# Data section:
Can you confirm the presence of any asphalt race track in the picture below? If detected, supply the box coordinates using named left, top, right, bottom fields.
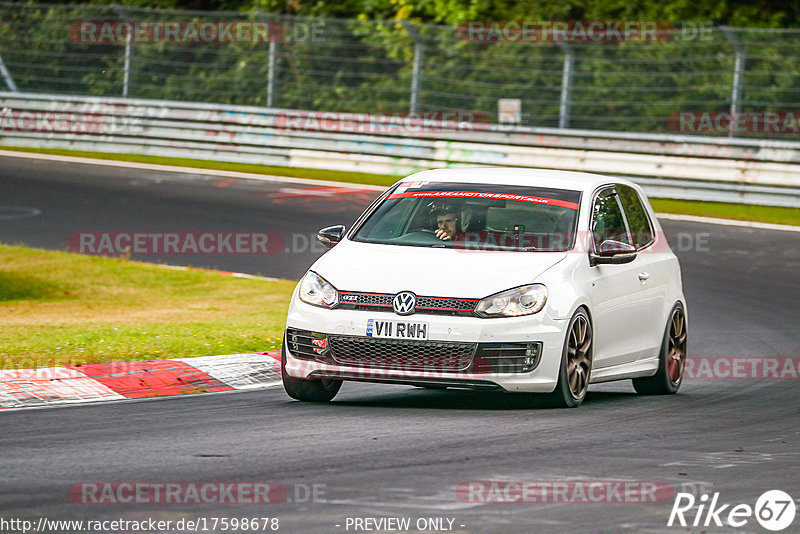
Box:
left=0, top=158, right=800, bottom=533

--

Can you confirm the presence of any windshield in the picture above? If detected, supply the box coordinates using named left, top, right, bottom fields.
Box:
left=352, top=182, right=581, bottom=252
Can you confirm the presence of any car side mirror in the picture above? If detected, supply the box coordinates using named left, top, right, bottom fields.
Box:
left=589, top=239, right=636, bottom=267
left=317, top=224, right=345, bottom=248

# Work to do:
Can you extract, word for word, the lines of the records between the one holding "Can you confirm the presence of any windshield" and the one holding "left=317, top=224, right=345, bottom=248", inclusive?

# Answer for the task:
Can you confirm the presence of any windshield in the picture above? If detected, supply the box coordinates using named left, top, right, bottom fields.
Box:
left=352, top=182, right=581, bottom=252
Can you confirm the presence of any car side mirror in the picture above? If detected, supply the box coordinates using named left, top, right, bottom fields.
Box:
left=589, top=239, right=636, bottom=267
left=317, top=224, right=345, bottom=248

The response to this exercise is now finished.